PROBLEM REQUIREMENTS
From the listing that follows, extract every line and set it down unaltered.

--------------------

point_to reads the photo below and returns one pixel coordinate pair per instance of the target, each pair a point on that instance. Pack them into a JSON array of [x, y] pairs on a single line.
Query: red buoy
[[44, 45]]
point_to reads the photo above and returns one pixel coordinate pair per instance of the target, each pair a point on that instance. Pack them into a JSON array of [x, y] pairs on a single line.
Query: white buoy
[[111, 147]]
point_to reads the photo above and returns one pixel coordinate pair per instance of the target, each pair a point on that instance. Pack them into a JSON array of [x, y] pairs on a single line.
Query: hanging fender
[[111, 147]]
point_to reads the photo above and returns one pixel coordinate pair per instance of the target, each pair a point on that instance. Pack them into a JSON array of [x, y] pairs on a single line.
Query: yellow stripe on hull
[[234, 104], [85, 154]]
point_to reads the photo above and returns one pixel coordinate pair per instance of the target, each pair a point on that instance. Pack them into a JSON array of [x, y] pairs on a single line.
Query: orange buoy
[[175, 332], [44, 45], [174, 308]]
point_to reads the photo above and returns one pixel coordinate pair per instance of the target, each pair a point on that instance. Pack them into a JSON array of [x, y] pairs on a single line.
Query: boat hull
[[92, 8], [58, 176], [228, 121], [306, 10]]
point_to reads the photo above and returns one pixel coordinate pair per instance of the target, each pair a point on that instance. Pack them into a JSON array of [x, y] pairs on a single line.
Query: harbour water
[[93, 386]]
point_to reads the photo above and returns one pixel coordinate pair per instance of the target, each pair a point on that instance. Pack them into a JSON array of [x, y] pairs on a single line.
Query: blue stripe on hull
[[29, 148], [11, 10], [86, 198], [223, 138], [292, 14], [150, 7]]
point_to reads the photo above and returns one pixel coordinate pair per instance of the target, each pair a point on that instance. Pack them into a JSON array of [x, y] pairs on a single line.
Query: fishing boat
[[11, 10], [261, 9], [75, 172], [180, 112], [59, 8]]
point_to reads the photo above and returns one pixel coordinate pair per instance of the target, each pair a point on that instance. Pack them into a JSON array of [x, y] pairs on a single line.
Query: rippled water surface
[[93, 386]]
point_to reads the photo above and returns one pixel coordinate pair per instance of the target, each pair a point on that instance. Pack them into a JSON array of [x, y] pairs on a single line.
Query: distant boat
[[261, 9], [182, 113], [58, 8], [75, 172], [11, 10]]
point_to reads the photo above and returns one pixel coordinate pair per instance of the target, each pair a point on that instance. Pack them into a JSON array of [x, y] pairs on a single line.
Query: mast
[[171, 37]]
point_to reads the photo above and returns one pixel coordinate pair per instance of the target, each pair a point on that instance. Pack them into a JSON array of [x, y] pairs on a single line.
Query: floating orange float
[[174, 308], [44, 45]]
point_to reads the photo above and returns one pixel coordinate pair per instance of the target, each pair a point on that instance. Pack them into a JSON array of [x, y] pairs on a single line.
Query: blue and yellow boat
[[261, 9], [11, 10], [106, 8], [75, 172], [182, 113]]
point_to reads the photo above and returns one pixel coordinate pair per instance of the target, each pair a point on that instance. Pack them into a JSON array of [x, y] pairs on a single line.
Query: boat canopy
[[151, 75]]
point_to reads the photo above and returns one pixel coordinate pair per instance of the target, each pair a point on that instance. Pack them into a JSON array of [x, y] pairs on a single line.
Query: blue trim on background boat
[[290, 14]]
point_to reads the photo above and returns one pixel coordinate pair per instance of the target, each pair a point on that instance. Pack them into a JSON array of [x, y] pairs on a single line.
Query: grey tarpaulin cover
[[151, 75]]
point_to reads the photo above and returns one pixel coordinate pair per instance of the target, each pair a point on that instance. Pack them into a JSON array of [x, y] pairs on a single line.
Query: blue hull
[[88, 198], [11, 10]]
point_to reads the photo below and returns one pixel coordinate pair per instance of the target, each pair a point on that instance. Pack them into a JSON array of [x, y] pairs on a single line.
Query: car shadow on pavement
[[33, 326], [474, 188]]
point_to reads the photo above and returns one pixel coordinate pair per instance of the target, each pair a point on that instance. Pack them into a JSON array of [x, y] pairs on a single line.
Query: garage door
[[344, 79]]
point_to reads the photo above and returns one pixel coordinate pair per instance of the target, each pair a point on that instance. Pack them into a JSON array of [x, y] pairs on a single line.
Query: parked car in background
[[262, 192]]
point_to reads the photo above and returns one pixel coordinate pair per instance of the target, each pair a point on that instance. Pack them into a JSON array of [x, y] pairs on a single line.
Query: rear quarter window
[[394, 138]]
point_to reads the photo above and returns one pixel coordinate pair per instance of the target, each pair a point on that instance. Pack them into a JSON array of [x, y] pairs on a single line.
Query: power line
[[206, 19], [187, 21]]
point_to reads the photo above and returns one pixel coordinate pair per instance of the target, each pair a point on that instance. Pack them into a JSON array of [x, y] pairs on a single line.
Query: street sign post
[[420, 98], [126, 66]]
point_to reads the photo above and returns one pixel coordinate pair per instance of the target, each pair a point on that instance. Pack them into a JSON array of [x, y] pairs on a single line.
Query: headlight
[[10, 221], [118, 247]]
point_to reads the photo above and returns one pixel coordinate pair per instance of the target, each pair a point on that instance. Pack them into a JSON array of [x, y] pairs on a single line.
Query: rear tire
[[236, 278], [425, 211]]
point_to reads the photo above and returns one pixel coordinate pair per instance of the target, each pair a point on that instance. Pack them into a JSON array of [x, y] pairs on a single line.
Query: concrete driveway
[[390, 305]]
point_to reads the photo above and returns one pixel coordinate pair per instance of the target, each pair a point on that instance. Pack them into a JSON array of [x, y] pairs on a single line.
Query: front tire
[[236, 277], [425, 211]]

--------------------

OUTPUT FOR THIS EXERCISE
point_to reads the photo below and returns one pixel coordinate pair per instance of the target, each pair a point on that instance. Pack them into a JSON array of [x, y] pairs on a single line.
Query: red buoy
[[44, 45]]
point_to reads the photo above and returns one pixel coordinate pair per instance of the target, each pair a point on that instance. Pack them into a JSON array of [x, y] pairs on a single line.
Query: white buoy
[[111, 147]]
point_to reads the photo above and returns one pixel coordinate pair per instance of the target, each pair a point on that instance. Pack them into a JSON array of [x, y] pairs on a single line.
Query: hanging fender
[[111, 147]]
point_to reads the photo above and returns one pixel coordinate pair per instance of the target, each pair a point on that instance. Pack them into a JSON array of [x, y] pairs on a single line.
Query: yellow stripe on hull
[[234, 104], [85, 154]]
point_to reads the photo above and returns one pixel coordinate pair per instance of the target, each pair a point on that instance. Pack them into a JSON array of [x, y] pairs on a single line.
Query: orange buoy
[[175, 332], [44, 45], [174, 308]]
point_to reads the photo above and returns one pixel coordinate pair per instance of the target, each pair a point on that instance. Pack them into a JSON array of [x, y] pairs on a single line.
Query: boat hull
[[92, 8], [58, 176], [228, 121], [306, 10]]
point_to reads the photo above and returns one pixel coordinate pair per instance of the target, each pair a point on that instance. Pack them into a JSON array of [x, y] pairs on a single line.
Query: harbour water
[[93, 386]]
point_to reads the photo above and returns one pixel coordinate pair per instance of the target, each pair a point on that instance. Pack them into a JSON array of [x, y] pairs on a single line.
Query: blue stripe on hull
[[29, 148], [11, 10], [86, 198], [223, 138], [292, 14], [150, 7]]
point_to reads the photo above and returns one pixel coordinate pair per instance of the target, each pair a point on that instance. Pack them into a JSON array of [x, y] pairs on a single line.
Query: fishing boat
[[11, 10], [261, 9], [75, 172], [180, 112], [59, 8]]
point_to reads the photo above and returns one pixel coordinate pair per instance of the target, each pair a point on that instance. Pack them into a JSON array of [x, y] pairs on a single line.
Query: rippled water surface
[[93, 386]]
point_to reads the photo above and returns one pixel coordinate pair per instance of the target, each pair a point on that instance. Pack them into a JSON array of [x, y] pairs on a single line.
Query: distant boat
[[261, 9], [182, 113], [58, 8], [75, 172], [11, 10]]
point_to reads the photo above and returns one pixel coordinate pair per instance of the target, each pair a point on that instance. Pack them into a JSON array of [x, y] pairs on a single line.
Query: mast
[[171, 37]]
point_to reads the photo above and returns one pixel coordinate pair per instance of the target, each pair a point on that instance. Pack them into a JSON array of [x, y] pairs on a single line.
Query: floating orange float
[[174, 308], [44, 45]]
point_to reads the photo above and returns one pixel coordinate pair per instance of the target, each pair a point on that instance. Pack them into a JSON array of [x, y] pairs on a single line.
Query: blue and yellow boat
[[261, 9], [11, 10], [106, 8], [75, 172], [182, 113]]
point_to reads the photo above and returns one pixel coordinate pair per instance of the target, each pair a point on that instance. Pack them into a JSON array of [x, y] pairs on a single line.
Query: boat canopy
[[151, 75]]
point_to reads the photo above and returns one pixel coordinate pair per instance of the target, each pair a point on that instance. Pack them into a JSON array of [x, y] pairs on a single line.
Query: blue trim on background boat
[[290, 14]]
point_to reads the photo above and returns one pixel coordinate pair per instance of the target, each pair a point on that instance. Pack them into a JSON array of [x, y] pairs on a single line.
Query: grey tarpaulin cover
[[151, 75]]
point_to reads the photo above and returns one pixel coordinate pair per instance of the target, each pair a point on that instance. Pack them into a JSON array of [x, y] pairs on a single line.
Query: blue hull
[[88, 198], [11, 10]]
point_to reads the photo below and returns one pixel coordinate pair per instance of the target, each pair a point on that instance. Pack them into a JSON array of [x, y] pairs on a single line.
Query: car shadow on pavement
[[33, 326], [474, 188]]
point_to reads the photo above and returns one pixel coordinate pair per instance of the target, each pair a point on that instance. Pack them into a JSON array of [x, y] pairs on a single line.
Query: garage door
[[344, 79]]
point_to reads the photo above and returns one pixel coordinate pair per instance of the target, each pair a point on that instance. Pack them into a JSON array of [x, y] pairs on a single line.
Query: parked car in background
[[262, 192]]
point_to reads the photo above and returns one pixel coordinate pair per instance of the target, each pair a point on that instance. Pack them into a JSON array of [x, y] pairs on a single line.
Query: rear quarter window
[[394, 138]]
point_to reads the photo above and returns one pixel coordinate pair per instance of the target, each pair a point on that instance. Pack them into a JSON array of [x, y] pairs on a single line.
Query: power line
[[206, 19], [187, 21]]
point_to reads the photo above and returns one pixel coordinate pair per instance of the target, each pair a point on that instance. Pack them into a JSON array of [x, y] pairs on a single line.
Query: street sign post
[[420, 98], [126, 66]]
point_to reads the photo above and returns one pixel coordinate pair per instance of the target, each pair a point on that instance. Pack them into a JSON array of [x, y] pairs on a single line.
Query: headlight
[[10, 221], [118, 247]]
point_to reads the photo above and returns one pixel coordinate pair per instance of the target, each pair a point on that instance. Pack them into a JSON array of [x, y] pairs on a single line.
Query: rear tire
[[236, 278], [425, 211]]
point_to reads the photo above and returns one pixel coordinate pair per instance of the target, each pair a point on that instance. Pack them into a JSON array of [x, y] pairs on a single line.
Query: concrete driveway
[[390, 305]]
point_to reads the photo above and returns one pixel coordinate pair per instance of the target, each pair a point on that instance. Pack them into a JSON array of [x, y] pairs on a single line.
Query: front tire
[[236, 277], [425, 211]]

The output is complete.